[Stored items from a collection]

· · · · · · ·

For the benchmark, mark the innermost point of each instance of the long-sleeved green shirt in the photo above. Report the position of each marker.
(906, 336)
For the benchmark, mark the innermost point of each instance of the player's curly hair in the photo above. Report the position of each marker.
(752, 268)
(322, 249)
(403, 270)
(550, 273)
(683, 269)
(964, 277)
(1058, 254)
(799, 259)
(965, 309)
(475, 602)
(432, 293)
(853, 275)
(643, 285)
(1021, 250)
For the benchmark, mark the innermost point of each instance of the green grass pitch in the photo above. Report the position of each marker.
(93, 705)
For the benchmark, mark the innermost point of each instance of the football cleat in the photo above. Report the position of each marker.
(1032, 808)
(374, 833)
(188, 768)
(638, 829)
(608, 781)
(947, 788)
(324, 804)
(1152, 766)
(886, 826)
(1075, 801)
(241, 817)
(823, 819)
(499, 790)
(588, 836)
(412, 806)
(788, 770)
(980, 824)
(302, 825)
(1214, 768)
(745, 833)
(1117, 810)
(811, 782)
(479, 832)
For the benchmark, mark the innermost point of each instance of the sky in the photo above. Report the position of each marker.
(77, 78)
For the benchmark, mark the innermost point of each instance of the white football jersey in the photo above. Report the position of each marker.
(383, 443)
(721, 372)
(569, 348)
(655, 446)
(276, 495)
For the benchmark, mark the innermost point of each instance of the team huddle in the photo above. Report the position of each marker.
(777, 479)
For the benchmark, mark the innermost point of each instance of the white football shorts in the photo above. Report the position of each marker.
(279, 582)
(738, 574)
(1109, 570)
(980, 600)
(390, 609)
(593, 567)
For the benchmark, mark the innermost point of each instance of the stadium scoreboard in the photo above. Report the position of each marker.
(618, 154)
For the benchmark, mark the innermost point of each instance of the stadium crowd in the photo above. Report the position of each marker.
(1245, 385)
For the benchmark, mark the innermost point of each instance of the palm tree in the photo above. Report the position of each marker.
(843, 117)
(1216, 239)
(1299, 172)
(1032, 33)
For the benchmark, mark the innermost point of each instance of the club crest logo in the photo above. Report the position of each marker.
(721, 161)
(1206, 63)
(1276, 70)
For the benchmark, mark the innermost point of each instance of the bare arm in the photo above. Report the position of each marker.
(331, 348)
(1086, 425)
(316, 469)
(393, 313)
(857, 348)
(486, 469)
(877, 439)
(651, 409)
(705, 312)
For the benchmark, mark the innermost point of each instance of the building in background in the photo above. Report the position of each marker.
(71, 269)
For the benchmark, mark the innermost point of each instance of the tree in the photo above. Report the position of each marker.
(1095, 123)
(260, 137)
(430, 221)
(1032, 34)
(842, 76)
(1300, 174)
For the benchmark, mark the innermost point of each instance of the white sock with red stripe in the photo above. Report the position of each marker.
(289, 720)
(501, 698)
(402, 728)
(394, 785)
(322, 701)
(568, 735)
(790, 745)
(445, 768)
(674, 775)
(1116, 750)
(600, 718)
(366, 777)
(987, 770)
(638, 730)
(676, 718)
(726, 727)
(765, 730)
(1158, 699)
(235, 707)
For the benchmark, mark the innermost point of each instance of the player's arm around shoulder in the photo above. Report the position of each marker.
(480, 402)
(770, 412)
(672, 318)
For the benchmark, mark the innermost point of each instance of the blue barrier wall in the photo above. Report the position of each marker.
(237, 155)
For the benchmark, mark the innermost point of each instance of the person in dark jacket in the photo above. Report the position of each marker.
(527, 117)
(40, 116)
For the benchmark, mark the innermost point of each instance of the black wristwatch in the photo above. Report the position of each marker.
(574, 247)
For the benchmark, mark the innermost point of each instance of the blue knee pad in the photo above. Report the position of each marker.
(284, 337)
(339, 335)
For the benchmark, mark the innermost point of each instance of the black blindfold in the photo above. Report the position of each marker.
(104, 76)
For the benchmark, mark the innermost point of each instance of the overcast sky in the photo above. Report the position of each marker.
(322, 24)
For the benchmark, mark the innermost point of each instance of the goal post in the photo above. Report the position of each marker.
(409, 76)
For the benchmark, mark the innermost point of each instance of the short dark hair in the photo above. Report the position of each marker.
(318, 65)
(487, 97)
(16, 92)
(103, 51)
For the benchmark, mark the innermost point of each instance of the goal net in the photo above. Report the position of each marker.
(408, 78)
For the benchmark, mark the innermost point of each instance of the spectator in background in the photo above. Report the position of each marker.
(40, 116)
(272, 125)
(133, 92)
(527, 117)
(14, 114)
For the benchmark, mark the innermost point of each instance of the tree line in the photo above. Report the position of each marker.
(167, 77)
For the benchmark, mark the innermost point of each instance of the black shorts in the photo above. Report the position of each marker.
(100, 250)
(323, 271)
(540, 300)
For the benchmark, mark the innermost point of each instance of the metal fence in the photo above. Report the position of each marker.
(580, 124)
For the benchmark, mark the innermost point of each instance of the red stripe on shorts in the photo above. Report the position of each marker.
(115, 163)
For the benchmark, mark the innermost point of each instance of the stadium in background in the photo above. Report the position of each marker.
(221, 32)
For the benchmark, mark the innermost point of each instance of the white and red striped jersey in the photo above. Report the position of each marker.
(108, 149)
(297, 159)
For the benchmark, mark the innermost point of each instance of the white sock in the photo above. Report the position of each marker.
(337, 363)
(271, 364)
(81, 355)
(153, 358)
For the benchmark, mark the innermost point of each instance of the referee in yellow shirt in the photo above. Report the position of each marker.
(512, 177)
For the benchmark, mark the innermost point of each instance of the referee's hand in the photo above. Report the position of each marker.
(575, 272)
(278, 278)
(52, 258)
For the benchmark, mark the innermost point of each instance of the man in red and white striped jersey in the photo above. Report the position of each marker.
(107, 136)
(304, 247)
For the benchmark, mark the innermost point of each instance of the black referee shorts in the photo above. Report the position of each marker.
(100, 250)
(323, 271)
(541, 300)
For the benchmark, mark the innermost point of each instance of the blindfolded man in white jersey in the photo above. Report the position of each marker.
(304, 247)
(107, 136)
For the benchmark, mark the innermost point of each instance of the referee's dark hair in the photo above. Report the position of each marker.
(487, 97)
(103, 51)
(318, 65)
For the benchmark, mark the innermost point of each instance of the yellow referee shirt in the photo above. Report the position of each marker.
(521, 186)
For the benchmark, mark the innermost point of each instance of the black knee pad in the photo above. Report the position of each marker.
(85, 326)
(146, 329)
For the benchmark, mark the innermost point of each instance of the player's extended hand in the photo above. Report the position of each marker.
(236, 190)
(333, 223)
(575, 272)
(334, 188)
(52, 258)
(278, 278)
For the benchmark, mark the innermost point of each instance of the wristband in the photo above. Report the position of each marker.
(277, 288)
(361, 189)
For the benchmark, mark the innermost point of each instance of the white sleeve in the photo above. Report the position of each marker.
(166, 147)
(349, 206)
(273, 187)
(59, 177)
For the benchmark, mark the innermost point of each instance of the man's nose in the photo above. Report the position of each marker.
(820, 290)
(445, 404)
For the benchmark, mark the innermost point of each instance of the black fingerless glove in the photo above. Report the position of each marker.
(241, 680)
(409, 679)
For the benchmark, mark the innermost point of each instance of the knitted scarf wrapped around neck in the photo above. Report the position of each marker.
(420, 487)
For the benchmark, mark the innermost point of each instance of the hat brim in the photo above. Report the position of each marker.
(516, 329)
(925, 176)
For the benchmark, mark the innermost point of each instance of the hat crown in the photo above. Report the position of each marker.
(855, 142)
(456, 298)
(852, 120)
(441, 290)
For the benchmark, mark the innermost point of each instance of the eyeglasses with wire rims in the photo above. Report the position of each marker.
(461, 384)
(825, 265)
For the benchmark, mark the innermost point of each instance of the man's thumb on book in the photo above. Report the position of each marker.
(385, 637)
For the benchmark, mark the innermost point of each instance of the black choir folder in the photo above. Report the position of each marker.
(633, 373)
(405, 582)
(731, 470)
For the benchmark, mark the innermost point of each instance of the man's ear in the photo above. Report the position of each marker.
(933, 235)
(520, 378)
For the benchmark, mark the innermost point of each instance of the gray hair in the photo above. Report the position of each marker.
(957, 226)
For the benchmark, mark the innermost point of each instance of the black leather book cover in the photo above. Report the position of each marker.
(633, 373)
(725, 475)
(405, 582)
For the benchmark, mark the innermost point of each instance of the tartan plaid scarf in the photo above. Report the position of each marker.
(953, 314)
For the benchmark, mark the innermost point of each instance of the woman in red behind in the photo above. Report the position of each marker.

· · · · · · ·

» Aim
Output the line containing "the black choir" and all lines after it to the end of the records, exactly as given.

» Exercise solution
For the benchmark, mark the innermost point of each instance of the black choir folder in the photo above. Report the position of each marker.
(633, 373)
(405, 582)
(731, 470)
For the benchmark, mark the innermost point of each instance of the man's ear in the photo above. Report the position of each marker.
(933, 235)
(520, 378)
For the benchmark, mark the innermost point of each instance of the gray hair in the photo above. Report the position of each marker.
(957, 226)
For the benchmark, mark the innermost point of each instance of the black leather book cover in the photo above. Report the position of each marker.
(633, 373)
(725, 475)
(405, 582)
For the benchmark, mark the innermost point of each instance of the tartan plaid scarf in the photo above. Report the position of each marker.
(953, 314)
For the benchmark, mark the innermost point of each instance of the woman in red behind in the photo above. Report the position of each marker.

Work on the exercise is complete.